- _Task_
Write out every line of the records below as a numbered list, skipping any blank lines.

- _Recorded information_

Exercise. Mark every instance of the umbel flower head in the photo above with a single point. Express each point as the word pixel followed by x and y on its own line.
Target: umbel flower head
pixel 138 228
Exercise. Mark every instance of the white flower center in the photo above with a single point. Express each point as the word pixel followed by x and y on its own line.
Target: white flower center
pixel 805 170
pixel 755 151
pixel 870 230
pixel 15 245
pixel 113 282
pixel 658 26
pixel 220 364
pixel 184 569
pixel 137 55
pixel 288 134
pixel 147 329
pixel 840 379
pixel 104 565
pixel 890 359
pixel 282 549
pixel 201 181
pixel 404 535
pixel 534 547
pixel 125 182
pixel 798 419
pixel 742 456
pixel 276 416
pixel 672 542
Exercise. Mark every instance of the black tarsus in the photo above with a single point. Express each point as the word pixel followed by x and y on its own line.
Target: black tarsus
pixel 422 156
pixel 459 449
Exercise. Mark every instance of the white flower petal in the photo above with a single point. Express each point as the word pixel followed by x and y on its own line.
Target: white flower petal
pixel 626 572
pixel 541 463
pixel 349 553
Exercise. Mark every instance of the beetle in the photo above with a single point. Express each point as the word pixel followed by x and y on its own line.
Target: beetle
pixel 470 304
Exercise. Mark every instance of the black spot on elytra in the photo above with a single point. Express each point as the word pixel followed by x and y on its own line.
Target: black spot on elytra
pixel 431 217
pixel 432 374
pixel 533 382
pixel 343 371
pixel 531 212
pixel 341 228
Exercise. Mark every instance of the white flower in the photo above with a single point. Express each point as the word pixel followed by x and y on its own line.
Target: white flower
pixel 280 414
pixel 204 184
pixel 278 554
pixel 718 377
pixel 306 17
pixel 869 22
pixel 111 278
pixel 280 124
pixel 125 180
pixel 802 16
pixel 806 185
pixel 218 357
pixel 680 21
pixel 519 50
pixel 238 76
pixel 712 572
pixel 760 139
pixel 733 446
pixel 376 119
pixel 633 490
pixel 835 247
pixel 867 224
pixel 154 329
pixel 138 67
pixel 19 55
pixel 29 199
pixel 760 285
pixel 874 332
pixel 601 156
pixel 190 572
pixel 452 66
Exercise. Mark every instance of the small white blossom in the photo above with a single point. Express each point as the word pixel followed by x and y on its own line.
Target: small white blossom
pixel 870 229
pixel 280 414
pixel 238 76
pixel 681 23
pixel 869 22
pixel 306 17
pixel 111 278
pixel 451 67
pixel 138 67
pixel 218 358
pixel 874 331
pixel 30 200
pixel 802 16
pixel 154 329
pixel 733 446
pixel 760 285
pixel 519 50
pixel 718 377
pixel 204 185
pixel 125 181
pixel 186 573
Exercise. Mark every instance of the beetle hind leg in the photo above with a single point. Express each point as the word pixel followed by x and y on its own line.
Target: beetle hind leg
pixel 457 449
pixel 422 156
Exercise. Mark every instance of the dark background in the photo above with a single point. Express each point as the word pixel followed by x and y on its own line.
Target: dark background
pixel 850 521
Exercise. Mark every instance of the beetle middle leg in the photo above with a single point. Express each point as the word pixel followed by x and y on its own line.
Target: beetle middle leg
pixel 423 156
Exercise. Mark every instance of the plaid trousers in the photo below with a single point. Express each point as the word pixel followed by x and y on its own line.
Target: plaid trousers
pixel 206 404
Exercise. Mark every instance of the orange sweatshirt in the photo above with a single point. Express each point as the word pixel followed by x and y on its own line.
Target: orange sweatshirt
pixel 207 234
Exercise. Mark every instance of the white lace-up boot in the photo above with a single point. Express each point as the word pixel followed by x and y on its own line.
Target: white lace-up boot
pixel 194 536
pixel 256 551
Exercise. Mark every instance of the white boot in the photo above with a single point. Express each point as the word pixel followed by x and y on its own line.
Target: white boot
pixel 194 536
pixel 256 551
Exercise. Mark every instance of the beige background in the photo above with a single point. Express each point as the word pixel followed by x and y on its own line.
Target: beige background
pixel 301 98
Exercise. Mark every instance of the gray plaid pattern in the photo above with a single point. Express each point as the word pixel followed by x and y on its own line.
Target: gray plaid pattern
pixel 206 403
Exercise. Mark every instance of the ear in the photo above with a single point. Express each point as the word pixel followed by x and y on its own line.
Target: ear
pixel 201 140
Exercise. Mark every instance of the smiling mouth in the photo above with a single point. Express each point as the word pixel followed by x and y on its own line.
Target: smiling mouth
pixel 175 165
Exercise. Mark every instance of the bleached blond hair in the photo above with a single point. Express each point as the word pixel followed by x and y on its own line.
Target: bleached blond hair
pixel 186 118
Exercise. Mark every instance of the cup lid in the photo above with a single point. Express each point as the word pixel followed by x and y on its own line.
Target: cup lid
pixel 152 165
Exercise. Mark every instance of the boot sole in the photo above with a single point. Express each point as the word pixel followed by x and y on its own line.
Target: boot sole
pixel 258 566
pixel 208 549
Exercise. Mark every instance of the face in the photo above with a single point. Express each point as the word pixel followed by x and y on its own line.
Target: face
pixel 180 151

- _Complete answer_
1. Exercise. Mark every instance of the umbel flower head in the photo above with a single point. Express each point as the word pixel followed by x and y on its own line.
2. Target: umbel flower head
3. pixel 138 228
4. Exercise. Mark every instance of the white flower center in the photo above with a single point. Express each point as the word pixel followed by x and y on its own line.
5. Target: white flower center
6. pixel 805 170
7. pixel 755 151
8. pixel 870 230
9. pixel 15 245
10. pixel 113 282
11. pixel 658 26
12. pixel 220 364
13. pixel 184 569
14. pixel 137 55
15. pixel 288 134
16. pixel 147 329
17. pixel 840 379
18. pixel 104 565
19. pixel 890 359
20. pixel 282 549
21. pixel 201 181
22. pixel 404 535
23. pixel 534 547
24. pixel 125 182
25. pixel 798 419
26. pixel 742 456
27. pixel 276 416
28. pixel 672 542
29. Exercise. Mark every instance of the black tarsus in the photo above with a single point. Express each point as the word pixel followed by x and y on its own line.
30. Target: black tarsus
31. pixel 422 156
32. pixel 459 449
33. Exercise. Mark every instance of the white flower petal in the photo above with a single point. Express each point as the word pixel followed by x and y on its own line.
34. Target: white flower petal
35. pixel 626 572
36. pixel 541 463
37. pixel 349 553
38. Exercise. Mark every instance of the beetle in the photo above with a single point. Express each point as the word pixel followed by x and y on its own line.
39. Target: beetle
40. pixel 470 304
41. Exercise. Mark every instance of the black spot on elytra in the photo above with a single point. Express each point as the word pixel followed by x and y on its own line.
42. Target: black spot on elytra
43. pixel 431 217
44. pixel 432 374
45. pixel 533 382
46. pixel 343 371
47. pixel 531 212
48. pixel 341 228
49. Exercise. Mark every instance of the white flower in the photo above with a single point. Express each point as the word pixel followed by x and y on its own line.
50. Target: white flower
51. pixel 280 414
52. pixel 204 184
53. pixel 278 554
54. pixel 718 377
55. pixel 306 17
56. pixel 869 22
57. pixel 111 278
58. pixel 280 124
59. pixel 125 180
60. pixel 802 16
61. pixel 806 185
62. pixel 218 357
63. pixel 680 21
64. pixel 519 50
65. pixel 238 76
66. pixel 712 572
67. pixel 760 139
68. pixel 733 446
69. pixel 376 119
70. pixel 633 490
71. pixel 835 247
72. pixel 867 224
73. pixel 154 329
74. pixel 138 67
75. pixel 19 55
76. pixel 29 199
77. pixel 760 285
78. pixel 874 332
79. pixel 601 156
80. pixel 190 572
81. pixel 452 66
82. Exercise. Mark every instance of the small white blossom in the photo above with a single point. Express each point as the word pixel followed by x and y on its own line.
83. Target: small white blossom
84. pixel 870 229
85. pixel 280 414
86. pixel 238 76
87. pixel 681 23
88. pixel 869 22
89. pixel 306 17
90. pixel 111 278
91. pixel 451 67
92. pixel 138 67
93. pixel 218 358
94. pixel 874 331
95. pixel 30 200
96. pixel 802 16
97. pixel 154 329
98. pixel 733 446
99. pixel 760 285
100. pixel 519 50
101. pixel 718 377
102. pixel 204 185
103. pixel 125 181
104. pixel 186 573
105. Exercise. Mark every instance of the beetle hind leg in the photo above with a single point. Express each point as the word pixel followed by x and y on its own line.
106. Target: beetle hind leg
107. pixel 457 449
108. pixel 422 156
109. Exercise. Mark every instance of the dark background in the photo above with a single point. Express each point as the word pixel followed by x and y on its own line.
110. Target: dark background
111. pixel 850 521
112. Exercise. Mark every instance of the beetle middle leg in the photo above with a single point. Express each point as the word pixel followed by x and y on its own line.
113. Target: beetle middle leg
114. pixel 423 156
115. Exercise. Mark every instance of the plaid trousers in the photo below with a single point. Express each point as the word pixel followed by x and y on its own line.
116. Target: plaid trousers
117. pixel 206 404
118. Exercise. Mark every instance of the orange sweatshirt in the photo above with a single point. Express each point as the word pixel followed by x and y on its own line.
119. Target: orange sweatshirt
120. pixel 207 234
121. Exercise. Mark every instance of the white lace-up boot in the photo above with a single point. Express each point as the word pixel followed by x and y on its own line.
122. Target: white lace-up boot
123. pixel 194 536
124. pixel 256 551
125. Exercise. Mark every instance of the white boot in the photo above with a single point. Express each point as the word pixel followed by x and y on its own line.
126. Target: white boot
127. pixel 194 536
128. pixel 256 551
129. Exercise. Mark every instance of the beige background in the photo above with a single point. Express each point as the word pixel followed by x and y on its own line.
130. Target: beige background
131. pixel 301 98
132. Exercise. Mark every instance of the gray plaid pattern in the photo above with a single point. Express each point as the word pixel followed by x and y on its own line.
133. Target: gray plaid pattern
134. pixel 206 403
135. Exercise. Mark every instance of the ear in the photo above with a single point. Express each point as the word pixel followed by x and y on its own line.
136. Target: ear
137. pixel 201 140
138. Exercise. Mark every instance of the smiling mouth in the photo above with a single point. Express each point as the word pixel followed by x and y on its own line.
139. Target: smiling mouth
140. pixel 175 165
141. Exercise. Mark every instance of the bleached blond hair in the photo above with a single point. Express each point as the word pixel followed by x and y on its own line.
142. Target: bleached blond hair
143. pixel 186 118
144. Exercise. Mark every instance of the cup lid in the photo above with a single point. Express each point as the word pixel followed by x and y on its own line.
145. Target: cup lid
146. pixel 152 165
147. Exercise. Mark every instance of the boot sole in the photo above with a single point. Express each point as the word pixel followed by x and y on its own line.
148. Target: boot sole
149. pixel 258 566
150. pixel 208 549
151. Exercise. Mark every instance of the face in the photo above with a single point. Express each point as the word pixel followed by x and y on its own line.
152. Target: face
153. pixel 180 151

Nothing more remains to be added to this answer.